[[ PAGE EXCERPT open ]]

(169ab) Integrating Biophysical Modeling and Machine Learning to Discover Plastic-Binding Peptides for Microplastic Remediation

Plastics on the micrometer or nanometer scale, termed microplastics or nanoplastics (MNPs), are a harmful pollutant. Millions of tons of MNP pollution pervade the environment. Humans and many other organisms regularly consume MNPs unknowingly, which can have harmful effects on their health. Because the risks of MNP to the environment and human health worsen with increasing MNP concentration, we urgently need methods to remediate MNP pollution. Here we discover plastic-binding peptides (PBPs), which could detect and capture MNP pollution, by combining biophysical modeling and machine learning. PBPs were designed for polyethylene, polystyrene, polypropylene, and PET using the Peptide Binding Design (PepBD) algorithm. PepBD samples amino acid sequences and adsorbed conformations on a plastic surface using Metropolis Monte Carlo. Peptides were scored by the sum of their MMGBSA binding energy and peptide stability in the adsorbed conformation (i.e., the peptide internal energy). Molecular dynamics (MD) simulations of designed PBPs show that they consistently have stronger binding free energies than random amino acid sequences, while preliminary atomic force microscopy experiments found the best PBP for polyethylene has greater affinity than random sequences. An additional round of PBPs were designed to 1) increase PBP solubility in water to improve detection and capture of MNP pollution in aqueous environments, and 2) increase PBP binding affinity to a specific plastic to enable separation or characterization of the components of MNP waste. Water solubility was increased by adding the CamSol solubility term into the peptide scoring function. Binding specificity was improved by first training a long short-term memory (LSTM) network to predict the PepBD score of an amino acid sequence, and then searching for sequences with large score differences between plastics. Thorough experimental testing of PBP designs is ongoing. We envision that the designed PBPs will be broadly useful in addressing MNP pollution.

[[ PAGE EXCERPT closed ]]
[[ EXCERPTED DATA open ]]

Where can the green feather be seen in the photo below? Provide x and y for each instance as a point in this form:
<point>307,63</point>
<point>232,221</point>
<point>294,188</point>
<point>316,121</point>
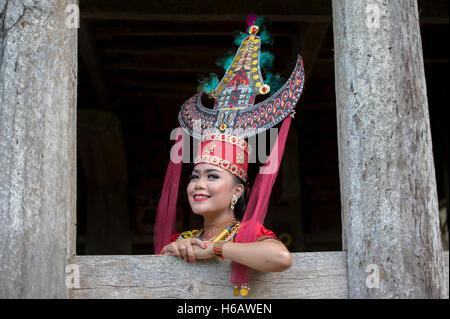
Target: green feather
<point>207,83</point>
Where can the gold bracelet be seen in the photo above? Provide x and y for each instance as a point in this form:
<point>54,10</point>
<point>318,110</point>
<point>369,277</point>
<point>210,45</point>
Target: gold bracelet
<point>218,248</point>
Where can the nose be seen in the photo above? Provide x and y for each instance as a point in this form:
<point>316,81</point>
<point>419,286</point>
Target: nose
<point>200,184</point>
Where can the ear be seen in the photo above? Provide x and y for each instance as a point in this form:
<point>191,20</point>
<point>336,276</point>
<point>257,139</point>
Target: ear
<point>238,190</point>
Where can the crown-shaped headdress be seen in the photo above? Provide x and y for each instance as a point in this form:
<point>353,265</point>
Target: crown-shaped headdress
<point>223,129</point>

[[ EXCERPTED DATA closed ]]

**EXERCISE GOAL**
Answer these questions from the abstract on plastic-binding peptides:
1. For which four plastics were the peptides designed?
2. What was added to the peptide scoring function to raise water solubility?
3. What type of network was trained to predict the PepBD score of a sequence?
The material was drawn from a source separate from the abstract.

**EXERCISE RESULT**
1. Polyethylene, polystyrene, polypropylene, and PET
2. The CamSol solubility term
3. A long short-term memory (LSTM) network